**WHAT THIS TASK INVOLVES:** Copy out the lines from the one containing "Each instance of the metal barrier" through the last line below, swapping "metal barrier" for "steel railing" and changing nothing else.

━━ EXERCISE MATERIAL

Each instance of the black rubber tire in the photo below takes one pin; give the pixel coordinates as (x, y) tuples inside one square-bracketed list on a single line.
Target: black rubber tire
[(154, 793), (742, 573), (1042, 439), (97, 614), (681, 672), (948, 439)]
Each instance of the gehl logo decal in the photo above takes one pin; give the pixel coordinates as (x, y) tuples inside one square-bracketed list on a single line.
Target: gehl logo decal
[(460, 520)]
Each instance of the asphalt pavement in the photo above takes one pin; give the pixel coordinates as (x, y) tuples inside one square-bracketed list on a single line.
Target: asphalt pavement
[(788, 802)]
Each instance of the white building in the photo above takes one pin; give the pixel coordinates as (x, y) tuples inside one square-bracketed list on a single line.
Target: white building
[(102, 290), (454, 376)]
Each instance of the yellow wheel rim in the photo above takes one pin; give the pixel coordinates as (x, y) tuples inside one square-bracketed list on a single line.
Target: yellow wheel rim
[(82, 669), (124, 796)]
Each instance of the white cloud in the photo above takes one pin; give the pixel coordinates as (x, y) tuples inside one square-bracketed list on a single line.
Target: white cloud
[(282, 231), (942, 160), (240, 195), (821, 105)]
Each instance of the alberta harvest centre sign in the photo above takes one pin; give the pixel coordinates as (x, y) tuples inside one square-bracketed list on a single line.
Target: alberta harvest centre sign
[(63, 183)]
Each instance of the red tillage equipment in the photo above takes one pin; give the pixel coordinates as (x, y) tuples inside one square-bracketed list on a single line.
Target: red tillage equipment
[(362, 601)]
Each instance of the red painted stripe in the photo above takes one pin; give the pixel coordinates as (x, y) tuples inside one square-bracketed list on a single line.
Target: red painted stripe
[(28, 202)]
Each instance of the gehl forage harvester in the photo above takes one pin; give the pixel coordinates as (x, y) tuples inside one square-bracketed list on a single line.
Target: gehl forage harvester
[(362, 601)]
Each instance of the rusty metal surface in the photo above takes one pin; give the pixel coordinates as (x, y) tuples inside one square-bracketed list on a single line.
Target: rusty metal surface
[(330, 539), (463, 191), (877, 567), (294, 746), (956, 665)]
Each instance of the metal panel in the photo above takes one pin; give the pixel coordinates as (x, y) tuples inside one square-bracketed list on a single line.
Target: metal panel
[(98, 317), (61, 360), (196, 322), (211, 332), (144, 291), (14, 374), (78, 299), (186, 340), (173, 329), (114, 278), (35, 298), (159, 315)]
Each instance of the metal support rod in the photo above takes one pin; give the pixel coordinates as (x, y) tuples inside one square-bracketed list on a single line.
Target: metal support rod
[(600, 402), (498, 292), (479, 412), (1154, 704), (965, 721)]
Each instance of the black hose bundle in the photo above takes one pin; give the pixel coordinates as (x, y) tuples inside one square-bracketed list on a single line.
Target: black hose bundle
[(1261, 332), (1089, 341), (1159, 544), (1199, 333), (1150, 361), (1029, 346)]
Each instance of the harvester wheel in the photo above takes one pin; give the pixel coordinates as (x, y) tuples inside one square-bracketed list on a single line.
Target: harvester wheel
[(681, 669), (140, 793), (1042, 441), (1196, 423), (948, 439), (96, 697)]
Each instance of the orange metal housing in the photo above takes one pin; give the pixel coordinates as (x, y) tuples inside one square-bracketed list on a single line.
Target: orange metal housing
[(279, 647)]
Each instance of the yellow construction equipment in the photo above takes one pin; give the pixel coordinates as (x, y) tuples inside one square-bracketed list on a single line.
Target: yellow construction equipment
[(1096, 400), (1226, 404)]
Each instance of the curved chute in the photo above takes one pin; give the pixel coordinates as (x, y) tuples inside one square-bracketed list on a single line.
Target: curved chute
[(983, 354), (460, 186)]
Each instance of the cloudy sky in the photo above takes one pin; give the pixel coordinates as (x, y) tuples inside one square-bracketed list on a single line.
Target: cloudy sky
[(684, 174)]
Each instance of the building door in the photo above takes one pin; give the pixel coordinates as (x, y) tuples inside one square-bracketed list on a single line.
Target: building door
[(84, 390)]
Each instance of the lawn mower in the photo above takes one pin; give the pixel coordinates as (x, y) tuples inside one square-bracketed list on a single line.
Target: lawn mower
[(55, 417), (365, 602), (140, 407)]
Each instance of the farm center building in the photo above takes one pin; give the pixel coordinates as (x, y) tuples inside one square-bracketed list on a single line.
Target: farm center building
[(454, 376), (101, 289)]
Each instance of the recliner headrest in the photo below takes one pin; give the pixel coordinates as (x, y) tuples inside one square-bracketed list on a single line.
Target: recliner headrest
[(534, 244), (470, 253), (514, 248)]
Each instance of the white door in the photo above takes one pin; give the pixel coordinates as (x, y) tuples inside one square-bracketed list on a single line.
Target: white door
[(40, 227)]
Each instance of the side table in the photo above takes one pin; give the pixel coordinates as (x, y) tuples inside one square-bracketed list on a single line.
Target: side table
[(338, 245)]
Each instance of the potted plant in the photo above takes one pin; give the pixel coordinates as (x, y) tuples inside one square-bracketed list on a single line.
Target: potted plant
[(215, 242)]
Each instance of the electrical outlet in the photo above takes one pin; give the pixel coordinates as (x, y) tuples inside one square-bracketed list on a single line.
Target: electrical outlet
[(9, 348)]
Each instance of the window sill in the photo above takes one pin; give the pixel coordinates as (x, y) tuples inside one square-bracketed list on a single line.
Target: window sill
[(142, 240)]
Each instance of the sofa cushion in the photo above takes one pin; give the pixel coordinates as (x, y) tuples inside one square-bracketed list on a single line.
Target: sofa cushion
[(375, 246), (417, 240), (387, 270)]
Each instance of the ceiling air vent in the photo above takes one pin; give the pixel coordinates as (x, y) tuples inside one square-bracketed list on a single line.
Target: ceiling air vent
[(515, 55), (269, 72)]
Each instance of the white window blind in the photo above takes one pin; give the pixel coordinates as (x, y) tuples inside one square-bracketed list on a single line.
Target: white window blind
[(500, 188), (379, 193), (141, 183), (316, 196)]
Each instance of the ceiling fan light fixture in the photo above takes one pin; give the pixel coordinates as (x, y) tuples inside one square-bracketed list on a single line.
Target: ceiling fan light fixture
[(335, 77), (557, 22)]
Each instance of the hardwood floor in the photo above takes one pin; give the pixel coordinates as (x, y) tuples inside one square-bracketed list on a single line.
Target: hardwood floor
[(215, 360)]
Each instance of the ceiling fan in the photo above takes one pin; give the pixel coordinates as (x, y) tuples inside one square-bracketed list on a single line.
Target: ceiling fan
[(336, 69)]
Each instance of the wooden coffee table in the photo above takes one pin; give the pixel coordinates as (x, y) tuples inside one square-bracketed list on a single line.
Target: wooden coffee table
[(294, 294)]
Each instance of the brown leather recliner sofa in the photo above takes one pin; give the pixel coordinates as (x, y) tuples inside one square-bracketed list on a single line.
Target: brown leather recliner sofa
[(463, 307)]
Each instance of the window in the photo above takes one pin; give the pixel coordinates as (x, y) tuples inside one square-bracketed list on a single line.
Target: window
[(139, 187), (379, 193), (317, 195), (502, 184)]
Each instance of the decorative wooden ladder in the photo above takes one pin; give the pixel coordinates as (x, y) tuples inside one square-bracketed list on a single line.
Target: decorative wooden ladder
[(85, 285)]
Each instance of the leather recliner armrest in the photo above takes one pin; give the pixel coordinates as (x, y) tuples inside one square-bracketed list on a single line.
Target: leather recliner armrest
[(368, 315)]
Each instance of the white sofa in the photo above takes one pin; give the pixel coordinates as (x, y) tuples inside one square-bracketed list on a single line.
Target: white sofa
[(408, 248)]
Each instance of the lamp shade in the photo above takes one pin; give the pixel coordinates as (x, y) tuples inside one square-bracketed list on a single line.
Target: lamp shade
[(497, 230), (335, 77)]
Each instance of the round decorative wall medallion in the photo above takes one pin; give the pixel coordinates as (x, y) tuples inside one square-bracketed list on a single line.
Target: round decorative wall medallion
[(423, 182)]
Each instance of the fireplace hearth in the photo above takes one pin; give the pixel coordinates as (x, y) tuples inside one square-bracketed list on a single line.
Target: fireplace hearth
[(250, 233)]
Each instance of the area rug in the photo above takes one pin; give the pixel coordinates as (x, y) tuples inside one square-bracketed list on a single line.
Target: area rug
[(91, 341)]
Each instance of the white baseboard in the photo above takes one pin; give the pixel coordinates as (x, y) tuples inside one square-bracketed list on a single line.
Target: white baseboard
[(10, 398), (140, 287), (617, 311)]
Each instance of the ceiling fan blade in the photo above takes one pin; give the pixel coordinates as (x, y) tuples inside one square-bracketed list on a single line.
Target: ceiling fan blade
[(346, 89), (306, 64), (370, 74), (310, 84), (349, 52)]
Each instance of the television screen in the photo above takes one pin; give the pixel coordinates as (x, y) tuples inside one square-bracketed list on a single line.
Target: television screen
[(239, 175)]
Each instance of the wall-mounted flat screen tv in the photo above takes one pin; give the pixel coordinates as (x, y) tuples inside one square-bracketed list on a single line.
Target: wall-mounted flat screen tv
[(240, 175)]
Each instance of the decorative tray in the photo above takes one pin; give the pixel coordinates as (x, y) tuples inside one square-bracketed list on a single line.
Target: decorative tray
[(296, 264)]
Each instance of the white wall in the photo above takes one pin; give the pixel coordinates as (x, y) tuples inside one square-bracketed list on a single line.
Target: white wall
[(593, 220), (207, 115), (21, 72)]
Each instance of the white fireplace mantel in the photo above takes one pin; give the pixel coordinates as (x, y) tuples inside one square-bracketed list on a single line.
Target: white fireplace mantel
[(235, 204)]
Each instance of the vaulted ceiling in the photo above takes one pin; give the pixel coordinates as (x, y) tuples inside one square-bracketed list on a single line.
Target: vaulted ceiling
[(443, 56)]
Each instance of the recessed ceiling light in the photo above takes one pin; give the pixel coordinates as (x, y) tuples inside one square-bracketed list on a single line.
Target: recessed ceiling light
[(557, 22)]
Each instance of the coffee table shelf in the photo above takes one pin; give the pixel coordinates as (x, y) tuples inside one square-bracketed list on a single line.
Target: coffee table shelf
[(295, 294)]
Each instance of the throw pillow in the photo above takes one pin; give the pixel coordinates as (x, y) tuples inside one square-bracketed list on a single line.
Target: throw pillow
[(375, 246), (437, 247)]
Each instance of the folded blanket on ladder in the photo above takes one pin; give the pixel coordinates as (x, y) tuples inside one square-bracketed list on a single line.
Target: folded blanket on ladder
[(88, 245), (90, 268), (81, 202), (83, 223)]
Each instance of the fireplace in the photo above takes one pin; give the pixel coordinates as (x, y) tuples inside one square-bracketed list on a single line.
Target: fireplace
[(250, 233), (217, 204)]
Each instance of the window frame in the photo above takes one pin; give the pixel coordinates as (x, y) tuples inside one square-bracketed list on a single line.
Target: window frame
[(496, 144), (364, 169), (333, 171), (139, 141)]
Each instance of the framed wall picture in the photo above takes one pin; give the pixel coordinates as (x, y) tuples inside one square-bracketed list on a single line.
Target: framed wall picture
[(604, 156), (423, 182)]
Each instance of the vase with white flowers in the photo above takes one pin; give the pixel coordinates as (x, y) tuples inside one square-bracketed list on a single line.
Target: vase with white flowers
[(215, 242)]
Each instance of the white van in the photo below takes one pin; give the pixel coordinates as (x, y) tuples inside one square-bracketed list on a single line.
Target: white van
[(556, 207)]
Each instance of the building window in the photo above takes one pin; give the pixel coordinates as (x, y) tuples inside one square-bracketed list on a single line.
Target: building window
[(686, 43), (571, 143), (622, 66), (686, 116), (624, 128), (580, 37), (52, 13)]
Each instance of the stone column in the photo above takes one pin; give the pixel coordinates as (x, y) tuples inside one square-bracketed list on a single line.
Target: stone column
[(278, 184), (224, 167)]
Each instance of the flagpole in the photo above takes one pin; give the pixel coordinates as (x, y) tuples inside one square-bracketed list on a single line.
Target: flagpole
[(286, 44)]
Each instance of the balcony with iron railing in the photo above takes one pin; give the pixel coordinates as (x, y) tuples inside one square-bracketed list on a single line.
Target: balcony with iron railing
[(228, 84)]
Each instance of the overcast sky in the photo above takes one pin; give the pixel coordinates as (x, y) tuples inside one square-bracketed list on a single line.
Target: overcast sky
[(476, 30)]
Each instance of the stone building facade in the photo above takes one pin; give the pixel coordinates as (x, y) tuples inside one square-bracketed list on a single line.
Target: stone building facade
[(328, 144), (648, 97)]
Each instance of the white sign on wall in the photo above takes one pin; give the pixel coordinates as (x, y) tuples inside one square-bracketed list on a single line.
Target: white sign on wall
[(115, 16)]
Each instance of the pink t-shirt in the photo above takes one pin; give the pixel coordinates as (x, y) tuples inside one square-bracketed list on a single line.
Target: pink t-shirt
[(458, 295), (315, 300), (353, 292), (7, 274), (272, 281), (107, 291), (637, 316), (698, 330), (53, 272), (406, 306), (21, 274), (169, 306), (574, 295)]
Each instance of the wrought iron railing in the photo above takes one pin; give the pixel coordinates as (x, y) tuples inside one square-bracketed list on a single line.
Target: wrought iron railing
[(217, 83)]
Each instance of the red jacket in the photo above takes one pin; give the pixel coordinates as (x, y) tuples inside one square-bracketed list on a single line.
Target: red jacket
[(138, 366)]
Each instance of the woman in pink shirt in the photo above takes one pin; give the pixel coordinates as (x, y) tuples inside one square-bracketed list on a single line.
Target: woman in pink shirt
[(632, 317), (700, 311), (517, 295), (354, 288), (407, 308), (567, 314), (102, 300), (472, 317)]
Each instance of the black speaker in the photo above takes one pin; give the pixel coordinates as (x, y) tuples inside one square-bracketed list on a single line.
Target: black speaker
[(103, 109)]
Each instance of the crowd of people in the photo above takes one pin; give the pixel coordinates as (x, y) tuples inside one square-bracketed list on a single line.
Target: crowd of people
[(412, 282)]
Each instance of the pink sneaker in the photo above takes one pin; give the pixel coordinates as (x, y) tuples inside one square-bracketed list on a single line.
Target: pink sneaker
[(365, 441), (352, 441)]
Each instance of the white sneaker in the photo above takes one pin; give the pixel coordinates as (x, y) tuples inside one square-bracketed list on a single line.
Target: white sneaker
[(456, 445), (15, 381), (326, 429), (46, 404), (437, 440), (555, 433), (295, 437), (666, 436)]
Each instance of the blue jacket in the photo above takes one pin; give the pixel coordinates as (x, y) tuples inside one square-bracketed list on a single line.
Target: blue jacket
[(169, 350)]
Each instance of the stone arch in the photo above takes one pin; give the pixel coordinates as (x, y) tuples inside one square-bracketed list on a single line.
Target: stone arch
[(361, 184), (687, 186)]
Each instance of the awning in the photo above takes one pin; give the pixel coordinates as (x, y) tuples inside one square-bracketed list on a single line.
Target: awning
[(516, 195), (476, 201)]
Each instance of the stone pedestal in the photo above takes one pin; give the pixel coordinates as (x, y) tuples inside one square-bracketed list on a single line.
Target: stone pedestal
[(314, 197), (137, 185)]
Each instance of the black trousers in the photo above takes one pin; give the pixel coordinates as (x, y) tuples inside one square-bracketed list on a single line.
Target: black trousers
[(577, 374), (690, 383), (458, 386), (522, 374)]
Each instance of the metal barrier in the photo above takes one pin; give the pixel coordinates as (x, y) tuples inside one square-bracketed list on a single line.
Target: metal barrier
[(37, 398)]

━━━━

**EXERCISE SOLUTION:**
Each instance of the steel railing in the photo above takes one pin; give the pixel coordinates as (x, y) tuples inside one square-bracketed list on a single line.
Target: steel railing
[(37, 398)]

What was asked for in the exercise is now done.